[[ Supplied entries open ]]

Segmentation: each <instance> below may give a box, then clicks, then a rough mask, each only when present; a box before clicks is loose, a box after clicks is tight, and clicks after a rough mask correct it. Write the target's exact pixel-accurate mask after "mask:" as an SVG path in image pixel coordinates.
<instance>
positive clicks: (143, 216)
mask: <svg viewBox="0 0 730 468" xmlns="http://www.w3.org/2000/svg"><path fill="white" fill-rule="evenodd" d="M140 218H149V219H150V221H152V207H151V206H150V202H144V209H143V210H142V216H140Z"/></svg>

[[ Supplied entries closed ]]
[[ Supplied entries open ]]

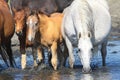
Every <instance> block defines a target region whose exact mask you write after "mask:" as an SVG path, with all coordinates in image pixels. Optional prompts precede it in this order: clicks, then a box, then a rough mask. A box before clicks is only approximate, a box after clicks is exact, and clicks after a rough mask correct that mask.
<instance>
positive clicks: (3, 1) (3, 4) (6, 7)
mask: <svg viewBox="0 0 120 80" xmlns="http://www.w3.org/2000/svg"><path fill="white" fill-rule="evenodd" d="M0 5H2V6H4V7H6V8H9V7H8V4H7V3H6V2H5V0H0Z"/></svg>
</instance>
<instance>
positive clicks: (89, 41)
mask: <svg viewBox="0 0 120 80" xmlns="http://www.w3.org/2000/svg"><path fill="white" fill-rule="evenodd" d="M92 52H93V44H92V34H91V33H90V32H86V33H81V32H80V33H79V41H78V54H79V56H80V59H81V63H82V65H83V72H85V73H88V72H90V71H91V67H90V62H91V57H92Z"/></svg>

[[ Supplied entries closed ]]
[[ Supplied entries open ]]

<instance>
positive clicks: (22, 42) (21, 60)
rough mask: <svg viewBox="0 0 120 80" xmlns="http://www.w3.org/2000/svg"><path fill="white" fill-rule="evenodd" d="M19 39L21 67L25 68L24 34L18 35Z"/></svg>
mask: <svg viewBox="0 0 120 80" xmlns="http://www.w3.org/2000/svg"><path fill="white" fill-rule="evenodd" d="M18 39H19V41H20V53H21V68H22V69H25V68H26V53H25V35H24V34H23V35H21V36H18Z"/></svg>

[[ Supplied entries closed ]]

Assignment:
Give the lines above, starting with the line containing "Every <instance> block" and going on through the line containing "positive clicks: (3, 1) (3, 4) (6, 7)", as a Markdown table with two columns, Row for the row number and Line for the line itself, with blank lines left out.

Exercise result:
| Row | Line |
|---|---|
| 1 | Every <instance> block defines a target region whose exact mask you write after "mask:" as an SVG path, with all coordinates in image pixels. Optional prompts precede it in this order: clicks, then a box, then a rough mask. A box before clicks is only approximate, a box after clicks is exact, and clicks after a rough mask correct that mask. |
| 2 | <instance> |
| 3 | positive clicks: (3, 1) (3, 4) (6, 7) |